Request 1
From the records below, copy out word for word the part that starts at their first line and ends with the line containing "column 63, row 598", including both of those lines.

* Start Passage shown *

A friend of mine might be willing to contribute some German speech. However, she would like to read something that is entertaining to read. That means that she would prefer to read a normal text and not simply prompts in the Java submission app.
Would this be helpful? Obviously it creates some extra work, since she would upload for instance 15 minutes of speech all in one recording. Someone else then needs to chop up this recording into fragments that are short enough to compile an acoustic model with.
If it is still useful, can someone give me a link to a text that is interesting enough both from her perspective and from the perspective of VoxForge. I already know the Gutenberg project, but would appreciate it if someone could point me towards a specific text from this project or from somewhere else.
How about "Alice's Abenteuer im Wunderland" (http://www.gutenberg.org/files/19778/19778-h/19778-h.htm)?
Actually there are only 614 German books on Gutenberg.org and they can be found here: http://www.gutenberg.org/browse/languages/de
The 'advanced search' feature allows to further filter these books by category, author etc.

* End Passage shown *
* Start Data rows *

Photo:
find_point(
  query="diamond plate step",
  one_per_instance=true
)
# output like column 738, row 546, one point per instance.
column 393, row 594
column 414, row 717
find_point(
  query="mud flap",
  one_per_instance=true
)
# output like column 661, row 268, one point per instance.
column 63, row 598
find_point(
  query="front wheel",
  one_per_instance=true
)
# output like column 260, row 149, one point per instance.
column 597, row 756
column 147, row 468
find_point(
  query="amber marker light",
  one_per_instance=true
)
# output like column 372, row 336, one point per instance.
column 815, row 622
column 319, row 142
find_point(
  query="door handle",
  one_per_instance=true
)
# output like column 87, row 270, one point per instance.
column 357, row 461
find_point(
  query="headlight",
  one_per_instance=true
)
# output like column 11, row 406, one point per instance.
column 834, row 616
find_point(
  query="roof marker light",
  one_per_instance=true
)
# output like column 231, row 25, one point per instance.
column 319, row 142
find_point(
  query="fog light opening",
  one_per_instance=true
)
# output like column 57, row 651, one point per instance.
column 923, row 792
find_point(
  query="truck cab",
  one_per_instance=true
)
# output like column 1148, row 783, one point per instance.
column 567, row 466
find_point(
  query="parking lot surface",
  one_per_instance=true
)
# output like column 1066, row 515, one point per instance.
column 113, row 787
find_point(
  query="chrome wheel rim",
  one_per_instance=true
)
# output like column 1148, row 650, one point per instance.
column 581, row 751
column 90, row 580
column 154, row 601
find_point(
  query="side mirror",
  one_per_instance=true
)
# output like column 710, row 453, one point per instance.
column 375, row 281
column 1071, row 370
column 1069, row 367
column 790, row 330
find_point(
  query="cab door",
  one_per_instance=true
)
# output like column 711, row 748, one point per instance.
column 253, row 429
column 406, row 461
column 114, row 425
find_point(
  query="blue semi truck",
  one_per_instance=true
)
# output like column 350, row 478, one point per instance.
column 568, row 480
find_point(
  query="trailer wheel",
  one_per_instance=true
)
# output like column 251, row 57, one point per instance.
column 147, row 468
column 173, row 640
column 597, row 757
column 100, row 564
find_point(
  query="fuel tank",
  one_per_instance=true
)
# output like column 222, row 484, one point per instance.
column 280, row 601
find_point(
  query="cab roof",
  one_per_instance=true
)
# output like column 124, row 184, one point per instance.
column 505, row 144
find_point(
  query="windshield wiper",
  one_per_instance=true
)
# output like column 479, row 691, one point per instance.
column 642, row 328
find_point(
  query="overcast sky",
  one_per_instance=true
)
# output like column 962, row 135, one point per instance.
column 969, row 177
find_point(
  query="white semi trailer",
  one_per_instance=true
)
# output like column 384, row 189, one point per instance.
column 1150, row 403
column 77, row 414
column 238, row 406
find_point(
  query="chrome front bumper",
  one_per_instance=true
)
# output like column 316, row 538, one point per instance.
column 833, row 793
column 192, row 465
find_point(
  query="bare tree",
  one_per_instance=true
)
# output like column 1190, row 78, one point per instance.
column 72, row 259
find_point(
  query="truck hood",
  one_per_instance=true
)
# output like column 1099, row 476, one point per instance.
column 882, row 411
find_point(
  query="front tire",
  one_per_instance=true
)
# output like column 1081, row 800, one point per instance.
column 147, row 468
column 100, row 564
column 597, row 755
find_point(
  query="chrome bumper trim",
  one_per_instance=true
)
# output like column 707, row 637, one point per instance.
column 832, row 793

* End Data rows *

Request 2
Sum up the forum thread above about German speech for VoxForge in two sentences.

Complete answer 1
Photo:
find_point(
  query="diamond plate step",
  one_per_instance=true
)
# output like column 738, row 546, one point per instance.
column 393, row 594
column 414, row 717
find_point(
  query="mud flap",
  one_per_instance=true
)
# output like column 661, row 268, one point per instance.
column 63, row 598

Complete answer 2
The poster has a friend who might contribute German speech but would rather read an entertaining normal text than prompts in the Java submission app, which would mean someone has to chop one long recording into short fragments. The poster asks whether this would still be useful and requests a specific suitable text, and the replies suggest "Alice's Abenteuer im Wunderland" on Gutenberg and note that its 614 German books can be filtered with the advanced search.